» **Exercise instructions**
Please give the lines of the entries from the one containing "Given this scan, where would you say the woman's arm" through the one containing "[196,267,223,299]" as a Markdown table with the columns Row and Line, numbering each line and leaving out blank lines.

>> Start Records supplied

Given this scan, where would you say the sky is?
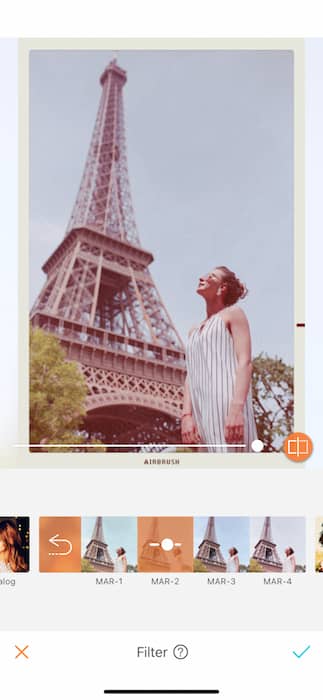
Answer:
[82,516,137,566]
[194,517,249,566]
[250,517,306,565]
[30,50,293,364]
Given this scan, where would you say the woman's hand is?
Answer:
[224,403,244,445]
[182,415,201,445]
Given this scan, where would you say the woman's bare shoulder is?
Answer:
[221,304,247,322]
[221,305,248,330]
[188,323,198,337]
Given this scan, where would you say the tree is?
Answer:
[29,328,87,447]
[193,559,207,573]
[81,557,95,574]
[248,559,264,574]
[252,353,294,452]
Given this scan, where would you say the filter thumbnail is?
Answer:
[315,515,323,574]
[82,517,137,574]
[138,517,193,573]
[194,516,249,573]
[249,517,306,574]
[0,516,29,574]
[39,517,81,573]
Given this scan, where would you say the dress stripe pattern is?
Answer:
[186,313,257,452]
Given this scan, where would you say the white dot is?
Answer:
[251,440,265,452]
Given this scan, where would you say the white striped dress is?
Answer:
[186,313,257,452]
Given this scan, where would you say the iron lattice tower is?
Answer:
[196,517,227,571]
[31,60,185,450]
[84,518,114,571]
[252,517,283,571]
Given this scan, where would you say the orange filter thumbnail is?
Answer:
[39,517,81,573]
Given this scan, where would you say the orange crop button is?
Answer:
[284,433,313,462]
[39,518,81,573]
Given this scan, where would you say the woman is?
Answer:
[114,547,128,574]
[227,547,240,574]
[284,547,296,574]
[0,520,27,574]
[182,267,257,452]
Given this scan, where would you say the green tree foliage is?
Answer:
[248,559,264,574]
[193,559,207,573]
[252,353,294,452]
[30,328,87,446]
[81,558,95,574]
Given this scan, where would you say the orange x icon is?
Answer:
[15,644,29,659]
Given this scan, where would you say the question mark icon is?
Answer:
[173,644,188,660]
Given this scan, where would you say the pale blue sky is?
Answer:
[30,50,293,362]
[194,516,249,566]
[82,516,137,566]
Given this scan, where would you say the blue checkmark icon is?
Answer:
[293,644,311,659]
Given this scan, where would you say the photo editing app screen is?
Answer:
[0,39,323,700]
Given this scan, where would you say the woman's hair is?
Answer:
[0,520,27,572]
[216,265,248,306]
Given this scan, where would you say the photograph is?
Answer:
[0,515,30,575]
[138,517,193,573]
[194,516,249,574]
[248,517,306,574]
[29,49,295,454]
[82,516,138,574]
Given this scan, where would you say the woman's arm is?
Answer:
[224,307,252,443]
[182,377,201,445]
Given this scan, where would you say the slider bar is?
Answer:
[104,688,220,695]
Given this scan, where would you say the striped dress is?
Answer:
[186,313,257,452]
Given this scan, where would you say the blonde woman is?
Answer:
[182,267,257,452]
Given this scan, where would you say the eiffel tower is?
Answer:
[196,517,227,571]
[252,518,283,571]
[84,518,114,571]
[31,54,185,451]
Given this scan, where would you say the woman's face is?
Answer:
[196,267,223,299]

>> End Records supplied
>> Start Records supplied

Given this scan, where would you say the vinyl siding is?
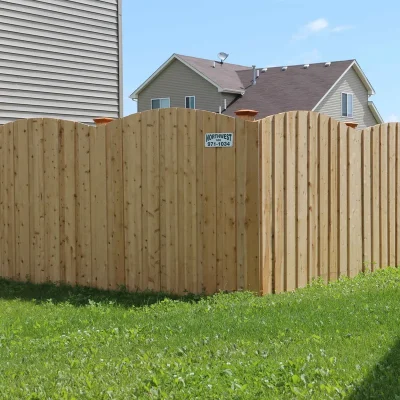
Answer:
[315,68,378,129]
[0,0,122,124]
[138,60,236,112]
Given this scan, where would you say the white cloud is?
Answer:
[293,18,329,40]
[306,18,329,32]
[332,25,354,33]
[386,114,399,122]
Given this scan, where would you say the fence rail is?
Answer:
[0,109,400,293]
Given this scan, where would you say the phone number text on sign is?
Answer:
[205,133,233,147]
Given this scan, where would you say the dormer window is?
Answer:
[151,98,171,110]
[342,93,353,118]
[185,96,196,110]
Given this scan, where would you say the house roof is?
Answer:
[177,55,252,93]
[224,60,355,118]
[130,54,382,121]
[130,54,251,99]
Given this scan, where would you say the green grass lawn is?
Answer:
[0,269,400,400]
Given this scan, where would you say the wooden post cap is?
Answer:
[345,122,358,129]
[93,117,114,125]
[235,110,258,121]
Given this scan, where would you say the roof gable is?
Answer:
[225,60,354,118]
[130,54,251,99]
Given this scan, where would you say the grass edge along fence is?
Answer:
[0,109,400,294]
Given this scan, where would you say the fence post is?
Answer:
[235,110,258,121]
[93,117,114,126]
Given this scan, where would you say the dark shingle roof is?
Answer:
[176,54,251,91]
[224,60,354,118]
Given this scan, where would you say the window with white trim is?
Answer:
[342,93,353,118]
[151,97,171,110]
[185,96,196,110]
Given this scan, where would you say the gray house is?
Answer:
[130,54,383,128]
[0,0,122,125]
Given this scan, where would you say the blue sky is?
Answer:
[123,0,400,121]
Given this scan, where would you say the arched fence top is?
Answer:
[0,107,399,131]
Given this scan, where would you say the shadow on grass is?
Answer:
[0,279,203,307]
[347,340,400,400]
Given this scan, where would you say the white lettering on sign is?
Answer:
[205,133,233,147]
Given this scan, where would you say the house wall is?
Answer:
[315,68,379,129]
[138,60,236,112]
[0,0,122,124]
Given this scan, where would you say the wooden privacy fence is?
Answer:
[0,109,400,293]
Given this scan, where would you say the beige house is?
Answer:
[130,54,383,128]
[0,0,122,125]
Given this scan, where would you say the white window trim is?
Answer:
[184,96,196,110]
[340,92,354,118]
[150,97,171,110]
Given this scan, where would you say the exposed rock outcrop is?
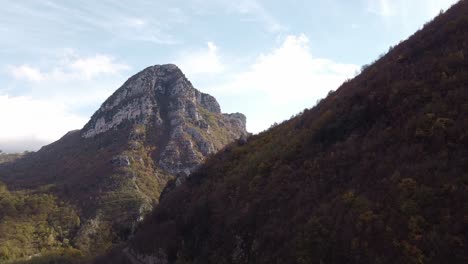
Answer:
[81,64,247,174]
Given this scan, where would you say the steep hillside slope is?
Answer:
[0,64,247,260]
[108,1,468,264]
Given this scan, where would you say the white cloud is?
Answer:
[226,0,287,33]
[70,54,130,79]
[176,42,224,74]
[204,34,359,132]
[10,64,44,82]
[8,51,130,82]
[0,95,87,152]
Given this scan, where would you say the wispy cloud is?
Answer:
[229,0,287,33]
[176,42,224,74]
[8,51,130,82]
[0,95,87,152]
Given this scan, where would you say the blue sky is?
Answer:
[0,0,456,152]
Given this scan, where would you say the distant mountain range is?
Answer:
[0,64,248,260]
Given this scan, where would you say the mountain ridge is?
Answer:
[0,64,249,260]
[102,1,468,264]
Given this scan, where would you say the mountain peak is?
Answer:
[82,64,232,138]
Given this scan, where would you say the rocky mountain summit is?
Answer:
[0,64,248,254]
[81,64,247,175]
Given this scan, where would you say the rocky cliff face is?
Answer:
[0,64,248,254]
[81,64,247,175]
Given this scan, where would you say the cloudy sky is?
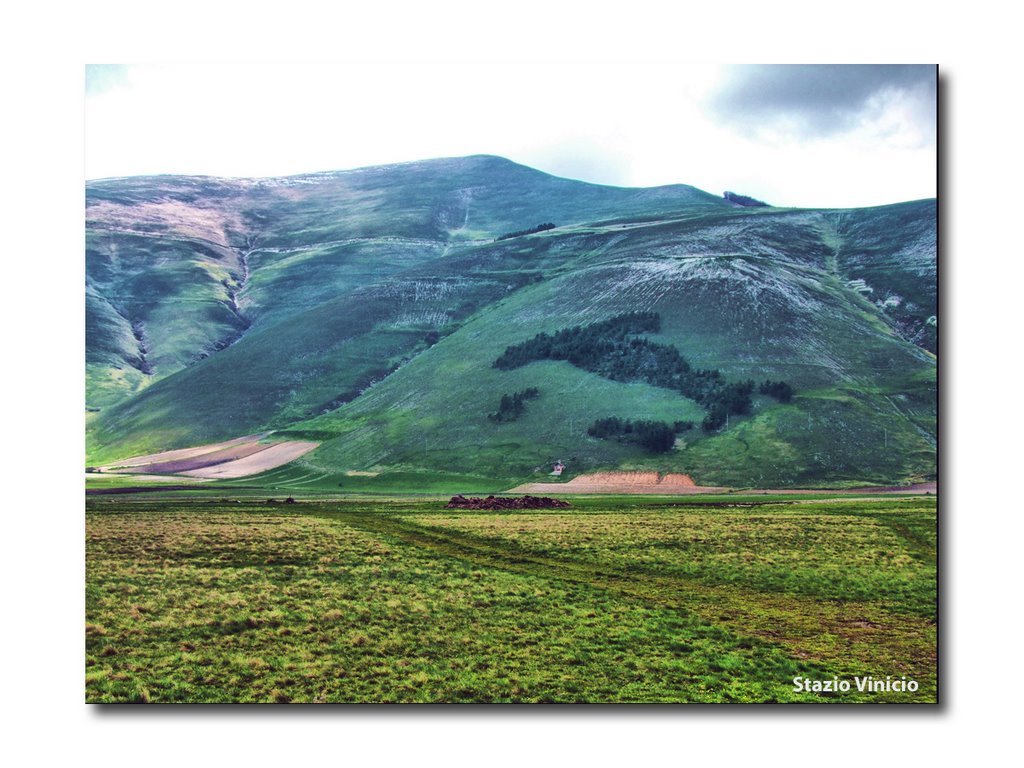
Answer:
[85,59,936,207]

>> End Records supplied

» **Response to the task**
| Row | Line |
|---|---|
| 1 | Given this scan, where would you say the woman's arm is? |
| 2 | Answer: |
| 3 | [224,307,252,443] |
| 4 | [182,377,201,445] |
| 5 | Given this scan, where would you say the slider bar is? |
| 6 | Answer: |
| 7 | [104,688,220,695] |
| 8 | Given this scan, where would you say the striped dress is? |
| 9 | Answer: |
| 10 | [186,313,257,452] |
| 11 | Given this scan, where would you say the blonde woman is? |
| 12 | Answer: |
| 13 | [182,267,257,452] |
| 14 | Given this scan, where would you say the eiffel tower is? |
| 15 | Answer: |
| 16 | [196,517,227,571] |
| 17 | [252,518,283,571] |
| 18 | [84,518,114,571] |
| 19 | [31,54,185,451] |
| 20 | Given this scan, where would you say the woman's face is? |
| 21 | Answer: |
| 22 | [196,267,223,299] |